— Task description —
Omit all pictures. Copy the rest of the material exactly.

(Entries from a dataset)
★ ★ ★ ★

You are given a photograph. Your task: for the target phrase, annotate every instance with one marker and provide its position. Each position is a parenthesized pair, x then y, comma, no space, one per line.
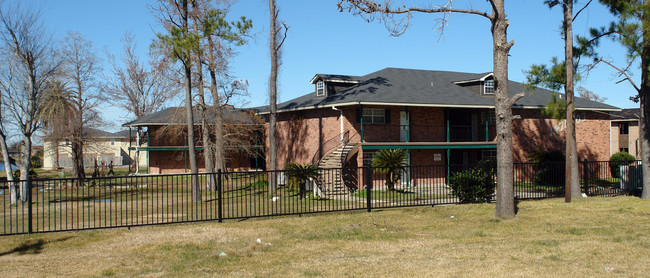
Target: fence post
(219,199)
(585,176)
(368,177)
(29,204)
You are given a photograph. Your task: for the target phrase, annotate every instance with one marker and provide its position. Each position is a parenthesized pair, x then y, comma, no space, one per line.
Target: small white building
(101,145)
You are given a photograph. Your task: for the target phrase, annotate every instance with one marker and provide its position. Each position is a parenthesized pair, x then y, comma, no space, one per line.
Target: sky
(323,40)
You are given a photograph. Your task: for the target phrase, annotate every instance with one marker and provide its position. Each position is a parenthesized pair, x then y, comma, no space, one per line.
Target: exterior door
(405,175)
(403,126)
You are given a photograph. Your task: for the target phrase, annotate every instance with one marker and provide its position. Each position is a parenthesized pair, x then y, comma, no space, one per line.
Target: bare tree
(81,68)
(502,101)
(139,89)
(179,44)
(24,36)
(277,36)
(57,117)
(216,38)
(6,81)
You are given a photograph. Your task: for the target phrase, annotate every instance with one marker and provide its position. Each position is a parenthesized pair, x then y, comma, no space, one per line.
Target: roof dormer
(483,86)
(321,89)
(329,84)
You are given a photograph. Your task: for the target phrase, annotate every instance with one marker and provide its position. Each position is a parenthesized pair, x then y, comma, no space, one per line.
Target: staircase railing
(329,145)
(354,139)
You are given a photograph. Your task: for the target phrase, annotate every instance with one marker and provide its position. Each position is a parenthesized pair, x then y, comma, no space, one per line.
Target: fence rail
(109,202)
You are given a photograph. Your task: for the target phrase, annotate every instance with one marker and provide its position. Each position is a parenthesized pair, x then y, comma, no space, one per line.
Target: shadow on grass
(30,247)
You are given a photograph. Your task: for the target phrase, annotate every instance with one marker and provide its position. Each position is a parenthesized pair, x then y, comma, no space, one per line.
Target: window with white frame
(489,155)
(320,88)
(490,117)
(374,116)
(488,87)
(367,158)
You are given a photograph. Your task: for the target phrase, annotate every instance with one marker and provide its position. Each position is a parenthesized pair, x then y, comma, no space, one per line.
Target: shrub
(389,162)
(474,185)
(32,173)
(550,167)
(298,175)
(618,159)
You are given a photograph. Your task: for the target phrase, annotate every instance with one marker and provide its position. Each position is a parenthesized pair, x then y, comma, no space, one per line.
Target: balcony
(377,133)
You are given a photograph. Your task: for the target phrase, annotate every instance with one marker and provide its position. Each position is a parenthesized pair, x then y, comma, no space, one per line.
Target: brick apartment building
(625,132)
(439,117)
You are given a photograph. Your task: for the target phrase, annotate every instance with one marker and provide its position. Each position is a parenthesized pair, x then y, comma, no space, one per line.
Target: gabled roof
(626,114)
(409,87)
(176,115)
(335,78)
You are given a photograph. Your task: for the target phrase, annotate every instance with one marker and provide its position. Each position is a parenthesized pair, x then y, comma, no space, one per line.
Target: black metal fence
(108,202)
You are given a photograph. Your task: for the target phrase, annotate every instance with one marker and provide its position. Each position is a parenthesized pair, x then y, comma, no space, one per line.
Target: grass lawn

★ ★ ★ ★

— Response —
You are given a photograph. Your task: for the target phrase, annotate every instance with one marker and provide its position. Each position is a parenthesized pair, x then y, comma, no space, one per line.
Target: fence post
(219,199)
(585,176)
(368,177)
(29,204)
You are given a photograph. Your task: for the target phrase, annotate every instance with one marker and provide its position. Each position is a parenthesized pair, x then y, comma, no space, one per line.
Target: small white building
(101,145)
You are given a photograph. Your task: for the target phrase, annotate every instance with one marker and provide its position. Each position is a parenthesized pair, x then y, comma, no space, one per line.
Target: sky
(323,40)
You are given a photograph. Your task: for the target phrase, annotate every instance with one marker and provide its position. Each position is a parenthesized pair, x then y, comma, no space, one per line.
Target: exterior door
(405,175)
(403,126)
You are given a photograph. Your task: for the target phrase, annotate every instance with one marker and provide its position. Each position is a parenthesized pair, x then y, comma, no space, one per line.
Target: bare tree
(81,68)
(502,101)
(139,89)
(179,44)
(24,36)
(277,36)
(57,117)
(216,38)
(6,81)
You are given a photograph. Your task: for the target phrase, annotate every instance with one marker and provide its position. Each position is a parenthesized pair, x then y, comma, no space, one per line.
Target: roof dormer
(483,86)
(321,89)
(329,84)
You are given a photograph. Your task: for the target phrase, annotate every instance with one marker and provide its position. Each position is a parenthesized pair, x then y, comma, no space, one per line.
Target: staircase railing
(329,145)
(354,139)
You are given a photograph. Your task: for the target phrase, annotate every instance with one marker and provide its position. Each position is a parenthesized pair, x then y, comma, no space, one per line.
Target: fence rail
(109,202)
You are given a photograph. Your task: for the target phrase, annotate every instance with one marker and provide its position. Each position is a parenthesized pair, x then y, comma, no space, one per line.
Target: shadow on grass
(30,247)
You are given a photograph. Your task: for the target phrase, annotate every instance with one marker and provide its position. Each position is a parenthesized pair, x then y, comma, no space, one per line.
Target: window with white frame
(489,155)
(320,88)
(490,117)
(374,116)
(488,87)
(367,158)
You are given a photograph. Your task: for the target phrase, annotate every instance with one marker and provide its position. Each position is a parenthesized pair, x then y, comma, no space, one per line.
Target: shrub
(389,162)
(474,185)
(32,173)
(550,167)
(298,175)
(618,159)
You are given a photograph. Your task: for the target phrase, annotate every instance with one marker and provide its position. Each position is a parenthesized pair, x then y, comma, no space, one per line.
Target: balcony
(377,133)
You are given a photograph. Your task: for the target phrase, annotate every instance with one marker and provide its position. Each position is a parenthesized pair, x then y, comma, no space, one per line.
Target: brick apartment building
(625,132)
(439,117)
You are given a photograph. Your task: for the target phrase, annotate every instance with one marker and provide its position. Each position is a parenthesized pair, x then y, comma, no space, one per line.
Target: gabled roof
(626,114)
(409,87)
(176,115)
(335,78)
You are given a photograph. Your task: for the target phrase, annotate every instance with one marker and provide its position. Each position is a parenthesized pair, x then y, comma, no space, one per line.
Target: black metal fence
(108,202)
You are given a photograph. Your task: for the target phrase, annotate every instance with one marker and provide its position. Each position is a parenthesized pair, x then y, comma, no space, one per line.
Target: grass lawn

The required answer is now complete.